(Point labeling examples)
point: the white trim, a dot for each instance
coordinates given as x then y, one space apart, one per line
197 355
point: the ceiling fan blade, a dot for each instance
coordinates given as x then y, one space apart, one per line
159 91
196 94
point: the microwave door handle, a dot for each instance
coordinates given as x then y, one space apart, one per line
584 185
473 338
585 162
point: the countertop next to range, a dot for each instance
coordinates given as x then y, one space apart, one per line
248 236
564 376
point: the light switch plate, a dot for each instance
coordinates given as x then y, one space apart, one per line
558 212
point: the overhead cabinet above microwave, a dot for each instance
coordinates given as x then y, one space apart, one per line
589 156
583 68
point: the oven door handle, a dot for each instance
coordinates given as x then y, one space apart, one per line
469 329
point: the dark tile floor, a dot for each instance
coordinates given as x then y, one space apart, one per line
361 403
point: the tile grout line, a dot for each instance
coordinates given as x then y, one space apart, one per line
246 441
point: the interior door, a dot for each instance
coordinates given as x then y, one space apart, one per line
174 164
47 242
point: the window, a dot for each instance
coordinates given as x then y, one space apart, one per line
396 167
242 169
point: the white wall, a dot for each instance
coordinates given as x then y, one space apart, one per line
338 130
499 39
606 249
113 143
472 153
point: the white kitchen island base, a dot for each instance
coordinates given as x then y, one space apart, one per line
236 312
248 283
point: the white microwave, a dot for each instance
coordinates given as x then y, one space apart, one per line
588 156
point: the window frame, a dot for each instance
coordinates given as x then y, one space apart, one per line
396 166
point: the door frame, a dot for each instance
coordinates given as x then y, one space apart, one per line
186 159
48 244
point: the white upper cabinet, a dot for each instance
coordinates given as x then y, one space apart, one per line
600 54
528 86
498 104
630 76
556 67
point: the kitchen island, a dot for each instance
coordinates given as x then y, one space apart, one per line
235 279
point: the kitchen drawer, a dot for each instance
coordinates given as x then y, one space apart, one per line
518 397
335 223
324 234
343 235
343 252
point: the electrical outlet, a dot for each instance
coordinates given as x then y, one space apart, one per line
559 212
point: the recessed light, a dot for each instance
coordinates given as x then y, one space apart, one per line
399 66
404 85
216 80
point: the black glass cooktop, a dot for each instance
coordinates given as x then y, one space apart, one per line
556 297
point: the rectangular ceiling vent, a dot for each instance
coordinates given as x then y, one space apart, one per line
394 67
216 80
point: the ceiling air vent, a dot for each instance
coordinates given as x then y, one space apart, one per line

What to work on:
Go through the entries and repeat each one exactly.

Finished exercise:
point: the white trim, a dot for each instance
coordinates given as x then y, one space apart, one per line
197 355
point: the ceiling fan blade, a dot for each instance
coordinates given as x then y, one space apart, one per line
159 91
196 94
point: the microwave door handle, a dot for each instance
coordinates given as x then y, one space apart, one per line
584 185
473 338
585 162
point: the countertop next to range, a dot for each instance
coordinates given as x then y, one space apart, one per line
248 236
564 376
point: the light switch plate, a dot for each instance
coordinates given as x then y, one space apart, one per line
558 212
point: the overhead cabinet above microwave, a dot for each instance
coordinates given as x then y, one space apart, one per line
589 156
583 68
point: the oven door handle, a dot for each instance
coordinates given as x then y, one space apart, one per line
469 329
point: the dark tile floor, a dot for each instance
coordinates given as x then y, one space apart, one per line
361 403
point: the tile grout line, a dot for each instance
coordinates given as x then y, one space apart, one per line
246 441
point: the interior door, a dot for each instance
coordinates given as x then y, one space apart, one per line
174 164
47 242
point: the window, a dot for each instance
coordinates given as x then y, one space apart, one per line
396 167
242 169
point: the white wall, a dot for each instance
coordinates given as x then y, one space apart, one per line
338 130
499 39
606 249
113 143
472 153
point: the white kitchen island base, a dot for each instance
coordinates given as x then y, one space apart, one per line
236 312
248 283
point: the white microwave, a dot for each instance
coordinates given as x then y, one space apart, one per line
588 156
point: the window frame, a dot for each instance
coordinates given as x then y, one space apart, one per line
396 166
point: the door frame, a dot for each instance
coordinates given as x then y, one space apart, one per line
186 159
48 244
point: the white upper cabinet, a dot for each instance
coordinates given as x then y, one space apart, one per line
600 54
528 86
498 104
630 76
556 67
point: the kitchen island, a dot for each instance
coordinates given as x then y, one space apart, one per line
235 279
point: the kitchen drawer, a dot for each instance
coordinates given as x then y, one space apart, one per line
518 397
335 223
324 234
343 235
343 252
point: the electrical outlet, a dot for each instance
coordinates given as x then y, one space apart, one per line
559 212
point: the recessed light, a dot for each instance
coordinates given as x then y, one space apart, one per line
399 66
404 85
216 80
point: the black glass cooktop, a dot for each instance
coordinates given as x then y, one space apart, one per line
556 297
point: the rectangular ceiling vent, a dot for each instance
coordinates given as x then y, one space apart, one per line
394 67
216 80
point: the ceiling air vent, a dot for each instance
coordinates given as x then y, one space apart, one per line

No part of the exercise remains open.